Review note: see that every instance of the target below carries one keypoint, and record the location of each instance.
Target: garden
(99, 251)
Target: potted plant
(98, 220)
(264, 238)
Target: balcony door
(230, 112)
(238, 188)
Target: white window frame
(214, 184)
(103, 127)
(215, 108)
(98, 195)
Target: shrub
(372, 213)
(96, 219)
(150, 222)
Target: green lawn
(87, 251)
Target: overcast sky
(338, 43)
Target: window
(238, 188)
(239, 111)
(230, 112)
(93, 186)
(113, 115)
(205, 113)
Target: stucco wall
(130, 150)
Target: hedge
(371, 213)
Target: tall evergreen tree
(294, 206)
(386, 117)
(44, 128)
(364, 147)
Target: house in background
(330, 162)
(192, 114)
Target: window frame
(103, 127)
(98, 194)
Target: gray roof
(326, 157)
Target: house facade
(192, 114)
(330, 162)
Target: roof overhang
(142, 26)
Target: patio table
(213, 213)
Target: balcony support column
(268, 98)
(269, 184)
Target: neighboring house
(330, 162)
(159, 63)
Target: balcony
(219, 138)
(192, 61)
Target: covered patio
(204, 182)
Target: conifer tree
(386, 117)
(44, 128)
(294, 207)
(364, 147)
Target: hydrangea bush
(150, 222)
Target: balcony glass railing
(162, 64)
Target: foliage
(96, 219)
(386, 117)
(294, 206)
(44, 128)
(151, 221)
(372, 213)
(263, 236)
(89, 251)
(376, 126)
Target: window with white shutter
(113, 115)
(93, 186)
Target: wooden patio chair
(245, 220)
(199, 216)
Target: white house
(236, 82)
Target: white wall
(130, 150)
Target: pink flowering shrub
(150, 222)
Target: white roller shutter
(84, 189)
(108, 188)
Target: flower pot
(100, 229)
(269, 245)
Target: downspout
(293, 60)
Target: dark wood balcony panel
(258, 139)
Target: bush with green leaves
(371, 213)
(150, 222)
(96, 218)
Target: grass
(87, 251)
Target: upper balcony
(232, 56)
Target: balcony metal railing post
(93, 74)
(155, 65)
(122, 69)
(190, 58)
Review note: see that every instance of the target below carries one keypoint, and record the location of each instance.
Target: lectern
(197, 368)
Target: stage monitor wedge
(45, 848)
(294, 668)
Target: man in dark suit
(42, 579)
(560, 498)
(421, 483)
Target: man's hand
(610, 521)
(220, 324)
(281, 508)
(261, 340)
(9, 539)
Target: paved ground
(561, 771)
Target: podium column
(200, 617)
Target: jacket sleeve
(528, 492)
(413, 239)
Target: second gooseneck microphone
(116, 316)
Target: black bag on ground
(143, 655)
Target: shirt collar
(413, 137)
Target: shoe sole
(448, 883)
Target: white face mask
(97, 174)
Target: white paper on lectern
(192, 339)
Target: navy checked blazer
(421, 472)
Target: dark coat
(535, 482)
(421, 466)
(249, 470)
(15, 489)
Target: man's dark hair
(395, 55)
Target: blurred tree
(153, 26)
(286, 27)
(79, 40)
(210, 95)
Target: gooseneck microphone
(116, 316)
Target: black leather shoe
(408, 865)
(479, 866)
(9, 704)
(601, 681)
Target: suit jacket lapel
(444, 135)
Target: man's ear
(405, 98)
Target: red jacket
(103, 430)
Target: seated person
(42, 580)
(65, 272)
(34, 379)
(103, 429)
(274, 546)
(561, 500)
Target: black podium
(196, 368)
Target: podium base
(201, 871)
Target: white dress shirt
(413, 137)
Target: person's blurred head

..............................

* _What to work on_
Exactly as they appear above, copy out all the records.

* _Written response_
Review note: see that every instance of the target below carries one keypoint, and record the location of each instance.
Target: garden
(99, 251)
Target: potted plant
(98, 220)
(264, 238)
Target: balcony door
(230, 112)
(238, 188)
Target: white window frame
(214, 184)
(103, 127)
(215, 108)
(98, 195)
Target: shrub
(372, 213)
(96, 219)
(150, 222)
Target: green lawn
(87, 251)
Target: overcast sky
(338, 43)
Target: window
(238, 188)
(239, 111)
(230, 112)
(93, 186)
(113, 115)
(205, 113)
Target: stucco wall
(130, 150)
Target: hedge
(371, 213)
Target: tall evergreen tree
(294, 206)
(386, 117)
(44, 128)
(364, 147)
Target: house in background
(330, 162)
(192, 114)
Target: window frame
(103, 127)
(98, 194)
Target: gray roof
(326, 157)
Target: house facade
(192, 114)
(330, 162)
Target: roof overhang
(142, 26)
Target: patio table
(213, 213)
Target: balcony support column
(268, 98)
(269, 184)
Target: neighboring house
(330, 162)
(159, 63)
Target: balcony
(219, 138)
(192, 61)
Target: covered patio
(204, 182)
Target: conifer tree
(386, 117)
(44, 128)
(294, 207)
(364, 147)
Target: hydrangea bush
(150, 222)
Target: balcony glass railing
(162, 64)
Target: foliage
(96, 219)
(386, 117)
(294, 206)
(44, 128)
(151, 221)
(372, 213)
(263, 236)
(89, 251)
(376, 126)
Target: window with white shutter
(113, 115)
(93, 186)
Target: wooden patio chair
(245, 220)
(199, 216)
Target: white house
(236, 82)
Target: white wall
(130, 150)
Target: pink flowering shrub
(150, 222)
Target: white roller shutter
(84, 189)
(108, 188)
Target: flower pot
(100, 229)
(269, 245)
Target: downspout
(293, 60)
Target: dark wood balcony panel
(258, 139)
Target: bush with green leaves
(371, 213)
(150, 222)
(96, 218)
Target: grass
(87, 251)
Target: upper balcony
(232, 56)
Target: balcony metal railing post
(93, 74)
(155, 65)
(122, 69)
(190, 58)
Review note: see that every instance of the target below carries one keypoint, and record the location of each instance.
Target: lectern
(197, 368)
Target: stage monitor wedge
(45, 848)
(294, 668)
Target: man in dark suit
(42, 579)
(560, 498)
(421, 483)
Target: man's hand
(610, 521)
(220, 324)
(281, 508)
(261, 340)
(9, 539)
Target: paved ground
(561, 771)
Target: podium column
(200, 617)
Target: jacket sleeve
(528, 492)
(413, 239)
Target: second gooseneck microphone
(116, 316)
Target: black bag on ground
(143, 655)
Target: shirt collar
(413, 137)
Target: shoe sole
(448, 883)
Target: white face mask
(97, 174)
Target: white paper on lectern
(192, 339)
Target: navy checked blazer
(421, 472)
Target: dark coat
(535, 482)
(421, 466)
(249, 470)
(15, 489)
Target: man's dark hair
(395, 55)
Target: blurred tree
(153, 26)
(286, 27)
(79, 40)
(210, 95)
Target: gooseneck microphone
(116, 316)
Target: black leather shoe
(408, 865)
(479, 866)
(9, 704)
(601, 681)
Target: suit jacket lapel
(444, 135)
Target: man's ear
(405, 98)
Target: red jacket
(103, 430)
Target: seated person
(42, 580)
(65, 272)
(34, 379)
(103, 429)
(274, 546)
(561, 500)
Target: black podium
(196, 368)
Target: podium base
(201, 871)
Target: white dress shirt
(413, 137)
Target: person's blurred head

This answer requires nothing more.